▸ **Extracted data entries**
......

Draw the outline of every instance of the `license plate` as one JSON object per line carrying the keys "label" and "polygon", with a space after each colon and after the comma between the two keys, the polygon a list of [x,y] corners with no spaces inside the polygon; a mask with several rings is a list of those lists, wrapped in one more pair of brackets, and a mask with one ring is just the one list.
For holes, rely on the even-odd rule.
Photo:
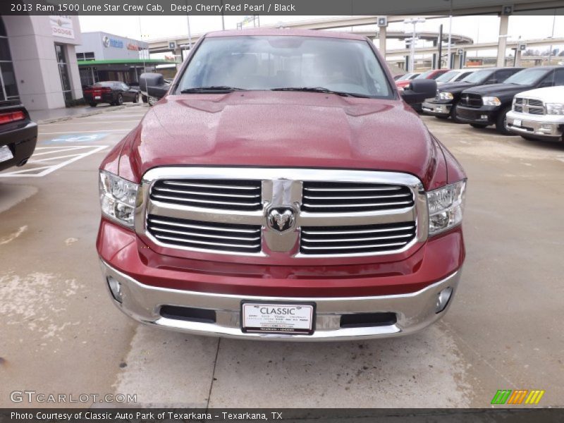
{"label": "license plate", "polygon": [[314,303],[241,303],[241,330],[260,333],[311,335],[314,329]]}
{"label": "license plate", "polygon": [[13,159],[13,154],[12,154],[12,150],[10,149],[10,147],[7,145],[0,147],[0,162],[11,160],[12,159]]}

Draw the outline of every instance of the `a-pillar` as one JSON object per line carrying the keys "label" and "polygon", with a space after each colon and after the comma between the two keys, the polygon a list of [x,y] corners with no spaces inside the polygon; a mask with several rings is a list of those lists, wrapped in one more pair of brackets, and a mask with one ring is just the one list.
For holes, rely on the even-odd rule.
{"label": "a-pillar", "polygon": [[507,48],[507,30],[509,27],[509,16],[500,16],[499,20],[499,39],[498,40],[498,61],[497,66],[501,68],[505,66],[505,49]]}

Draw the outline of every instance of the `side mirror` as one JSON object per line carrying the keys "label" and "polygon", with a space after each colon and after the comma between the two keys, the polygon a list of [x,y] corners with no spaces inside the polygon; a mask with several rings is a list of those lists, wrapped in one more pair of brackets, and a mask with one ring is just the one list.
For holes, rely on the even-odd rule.
{"label": "side mirror", "polygon": [[160,99],[166,95],[170,86],[170,84],[164,82],[164,77],[160,73],[147,72],[139,77],[139,87],[149,97]]}
{"label": "side mirror", "polygon": [[422,103],[425,99],[436,95],[436,81],[434,80],[413,80],[409,87],[400,92],[407,104]]}

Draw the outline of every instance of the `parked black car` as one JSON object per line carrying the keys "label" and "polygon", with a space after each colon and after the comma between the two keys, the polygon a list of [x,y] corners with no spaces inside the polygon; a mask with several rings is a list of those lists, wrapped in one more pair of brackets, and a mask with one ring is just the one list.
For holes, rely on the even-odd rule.
{"label": "parked black car", "polygon": [[139,102],[139,88],[130,87],[119,81],[96,82],[82,91],[84,99],[92,107],[99,103],[119,106],[124,102]]}
{"label": "parked black car", "polygon": [[496,130],[511,135],[507,129],[507,113],[513,96],[523,91],[564,85],[564,66],[529,68],[510,76],[503,84],[465,90],[456,106],[457,118],[474,128],[496,125]]}
{"label": "parked black car", "polygon": [[503,82],[510,76],[522,70],[523,68],[480,69],[471,73],[461,81],[443,84],[437,89],[434,99],[423,103],[423,112],[436,118],[447,119],[450,117],[453,121],[458,121],[456,105],[460,101],[460,94],[462,91],[479,85]]}
{"label": "parked black car", "polygon": [[0,102],[0,171],[23,166],[37,142],[37,125],[18,102]]}

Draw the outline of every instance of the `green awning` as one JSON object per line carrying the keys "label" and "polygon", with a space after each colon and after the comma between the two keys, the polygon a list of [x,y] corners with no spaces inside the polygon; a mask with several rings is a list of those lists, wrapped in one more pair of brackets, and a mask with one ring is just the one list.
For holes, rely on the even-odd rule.
{"label": "green awning", "polygon": [[119,60],[79,60],[78,63],[79,66],[97,66],[99,65],[137,65],[142,66],[143,65],[175,64],[176,62],[164,59],[124,59]]}

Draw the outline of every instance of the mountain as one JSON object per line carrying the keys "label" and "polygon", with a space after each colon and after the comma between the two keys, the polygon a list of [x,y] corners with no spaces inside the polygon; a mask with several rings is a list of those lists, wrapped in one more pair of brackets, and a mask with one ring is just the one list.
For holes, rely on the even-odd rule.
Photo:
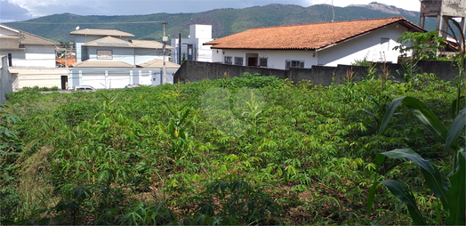
{"label": "mountain", "polygon": [[[155,13],[131,16],[80,16],[70,13],[54,14],[26,21],[4,23],[6,26],[44,36],[57,42],[72,42],[69,32],[77,26],[84,28],[117,29],[133,34],[133,39],[162,39],[161,21],[166,20],[166,34],[187,37],[191,24],[213,25],[213,36],[222,37],[253,28],[305,24],[334,20],[352,20],[402,16],[418,24],[419,12],[378,3],[332,7],[315,4],[302,7],[291,4],[268,4],[245,9],[217,9],[198,13]],[[426,20],[426,28],[435,28],[435,19]]]}

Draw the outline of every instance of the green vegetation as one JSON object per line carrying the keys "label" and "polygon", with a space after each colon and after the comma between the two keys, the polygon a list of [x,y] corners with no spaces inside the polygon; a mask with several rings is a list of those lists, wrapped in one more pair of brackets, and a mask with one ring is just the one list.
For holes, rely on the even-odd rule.
{"label": "green vegetation", "polygon": [[[413,22],[419,20],[419,12],[403,10],[400,11],[400,14],[354,6],[335,7],[334,11],[335,21],[399,16]],[[57,42],[73,42],[73,36],[69,36],[69,32],[74,31],[76,26],[83,29],[117,29],[133,34],[134,39],[161,41],[163,27],[160,22],[156,21],[169,21],[166,33],[172,36],[181,34],[183,37],[189,35],[190,24],[211,24],[213,37],[219,38],[253,28],[328,22],[332,19],[332,6],[329,4],[316,4],[309,7],[269,4],[245,9],[217,9],[198,13],[130,16],[80,16],[63,13],[23,22],[8,22],[5,25]],[[426,28],[428,30],[435,29],[436,20],[431,18],[427,19]]]}
{"label": "green vegetation", "polygon": [[[1,221],[418,223],[412,206],[390,193],[398,181],[427,224],[456,223],[464,210],[441,205],[464,206],[454,195],[464,187],[453,179],[462,175],[449,174],[464,169],[463,152],[452,154],[464,143],[464,124],[456,123],[462,119],[454,122],[464,115],[457,110],[463,101],[451,107],[464,88],[453,85],[371,77],[324,87],[246,73],[157,87],[10,93],[0,111]],[[445,127],[454,127],[452,148],[416,119],[404,96],[420,100],[442,126],[460,125]],[[408,159],[437,165],[429,170],[443,178],[446,197],[430,190],[426,168],[400,161],[402,154],[381,161],[407,149],[418,155]]]}

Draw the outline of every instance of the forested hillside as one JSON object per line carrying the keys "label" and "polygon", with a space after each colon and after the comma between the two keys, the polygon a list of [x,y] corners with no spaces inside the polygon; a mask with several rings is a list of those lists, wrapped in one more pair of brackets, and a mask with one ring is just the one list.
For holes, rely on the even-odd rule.
{"label": "forested hillside", "polygon": [[[376,7],[375,7],[376,6]],[[414,23],[419,12],[407,12],[381,4],[334,7],[335,21],[402,16]],[[54,14],[5,25],[57,42],[73,41],[69,32],[83,28],[118,29],[135,35],[134,39],[161,40],[161,21],[167,20],[167,34],[187,37],[191,24],[213,25],[213,36],[222,37],[252,28],[331,21],[332,5],[309,7],[269,4],[245,9],[218,9],[198,13],[156,13],[131,16],[80,16],[70,13]],[[435,28],[435,20],[428,20],[427,28]]]}

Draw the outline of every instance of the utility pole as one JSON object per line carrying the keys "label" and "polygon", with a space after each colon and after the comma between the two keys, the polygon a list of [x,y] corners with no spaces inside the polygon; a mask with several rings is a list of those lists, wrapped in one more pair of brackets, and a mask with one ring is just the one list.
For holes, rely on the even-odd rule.
{"label": "utility pole", "polygon": [[166,83],[166,69],[165,69],[165,45],[166,42],[168,41],[168,36],[165,36],[165,25],[168,24],[168,21],[162,21],[162,25],[164,26],[164,36],[162,37],[162,41],[164,42],[164,67],[162,69],[162,84]]}

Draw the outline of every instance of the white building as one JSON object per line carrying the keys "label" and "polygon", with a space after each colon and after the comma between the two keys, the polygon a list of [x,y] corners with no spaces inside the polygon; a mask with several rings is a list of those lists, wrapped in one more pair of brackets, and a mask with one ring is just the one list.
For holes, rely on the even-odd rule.
{"label": "white building", "polygon": [[[129,40],[133,34],[114,29],[82,29],[75,36],[76,62],[84,61],[119,61],[138,65],[154,59],[164,59],[163,44],[149,40]],[[165,61],[172,46],[165,46]]]}
{"label": "white building", "polygon": [[12,90],[23,87],[65,87],[68,70],[57,69],[59,43],[0,24],[0,55],[5,55]]}
{"label": "white building", "polygon": [[425,32],[402,17],[253,28],[205,43],[213,61],[277,69],[397,62],[405,31]]}
{"label": "white building", "polygon": [[[137,84],[163,84],[163,44],[130,40],[132,34],[109,29],[82,29],[75,36],[76,62],[69,68],[68,86],[91,85],[97,89],[123,88]],[[165,46],[165,83],[180,65],[168,61],[173,48]]]}
{"label": "white building", "polygon": [[172,39],[172,62],[181,64],[179,56],[184,55],[185,60],[212,62],[212,50],[205,43],[213,40],[212,38],[212,25],[193,24],[189,26],[189,38],[181,38],[181,52],[180,53],[180,38]]}
{"label": "white building", "polygon": [[55,68],[59,43],[0,24],[0,55],[9,68]]}

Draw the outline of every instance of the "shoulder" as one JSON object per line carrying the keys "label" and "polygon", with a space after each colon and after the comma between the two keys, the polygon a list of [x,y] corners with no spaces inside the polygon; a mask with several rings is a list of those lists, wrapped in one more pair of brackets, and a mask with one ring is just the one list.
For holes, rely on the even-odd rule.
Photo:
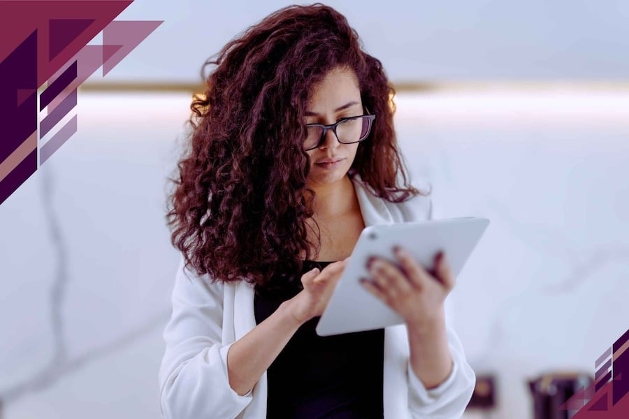
{"label": "shoulder", "polygon": [[208,274],[198,275],[185,266],[181,257],[173,290],[173,300],[199,304],[209,297],[222,300],[224,284],[220,281],[212,281]]}
{"label": "shoulder", "polygon": [[[386,218],[394,223],[405,223],[430,220],[433,218],[433,200],[430,185],[417,187],[421,194],[411,196],[400,203],[392,203],[376,196],[371,187],[361,179],[358,173],[354,174],[352,179],[359,186],[357,191],[359,198],[375,208]],[[386,214],[386,215],[385,215]]]}
{"label": "shoulder", "polygon": [[430,195],[417,195],[401,203],[383,200],[396,223],[423,221],[433,218],[433,200]]}

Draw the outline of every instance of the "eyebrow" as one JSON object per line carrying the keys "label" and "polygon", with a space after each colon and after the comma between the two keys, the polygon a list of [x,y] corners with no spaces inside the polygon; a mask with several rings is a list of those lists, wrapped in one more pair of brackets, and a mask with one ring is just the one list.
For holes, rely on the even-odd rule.
{"label": "eyebrow", "polygon": [[[342,106],[340,106],[334,110],[334,112],[340,112],[345,109],[347,109],[350,106],[354,106],[354,105],[360,105],[360,103],[356,102],[356,101],[352,101],[352,102],[348,102],[343,105]],[[311,112],[310,110],[305,111],[305,116],[307,117],[318,117],[319,116],[318,113],[314,112]]]}

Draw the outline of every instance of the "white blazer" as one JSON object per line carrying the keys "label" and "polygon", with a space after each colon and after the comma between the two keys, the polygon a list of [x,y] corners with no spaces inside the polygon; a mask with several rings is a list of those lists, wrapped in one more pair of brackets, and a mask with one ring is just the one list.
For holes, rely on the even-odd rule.
{"label": "white blazer", "polygon": [[[430,219],[431,199],[417,196],[400,204],[375,197],[358,175],[353,179],[366,226]],[[256,326],[253,288],[245,281],[209,284],[185,270],[182,260],[173,291],[173,312],[164,332],[166,351],[159,370],[159,397],[168,419],[266,419],[265,372],[254,388],[239,395],[229,385],[227,351]],[[447,327],[454,368],[435,388],[426,390],[409,362],[406,326],[385,328],[385,419],[460,418],[476,376],[461,341]]]}

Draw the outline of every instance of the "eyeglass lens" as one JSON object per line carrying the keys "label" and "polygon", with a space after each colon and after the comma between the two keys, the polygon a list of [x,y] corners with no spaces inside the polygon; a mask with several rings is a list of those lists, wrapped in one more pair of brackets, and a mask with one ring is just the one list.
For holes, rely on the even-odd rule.
{"label": "eyeglass lens", "polygon": [[[369,135],[371,121],[368,118],[358,117],[341,121],[336,125],[336,136],[340,142],[349,144],[364,140]],[[303,146],[306,149],[316,148],[321,141],[323,126],[308,127],[308,137]],[[330,128],[329,129],[333,129]]]}

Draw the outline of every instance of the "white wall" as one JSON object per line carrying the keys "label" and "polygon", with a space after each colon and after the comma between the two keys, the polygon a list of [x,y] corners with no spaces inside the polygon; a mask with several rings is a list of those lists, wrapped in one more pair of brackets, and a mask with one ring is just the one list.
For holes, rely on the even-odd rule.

......

▸ **Required task**
Count the lines in the entries above that contain the string "black", and reply with only that number.

▸ **Exercise response**
5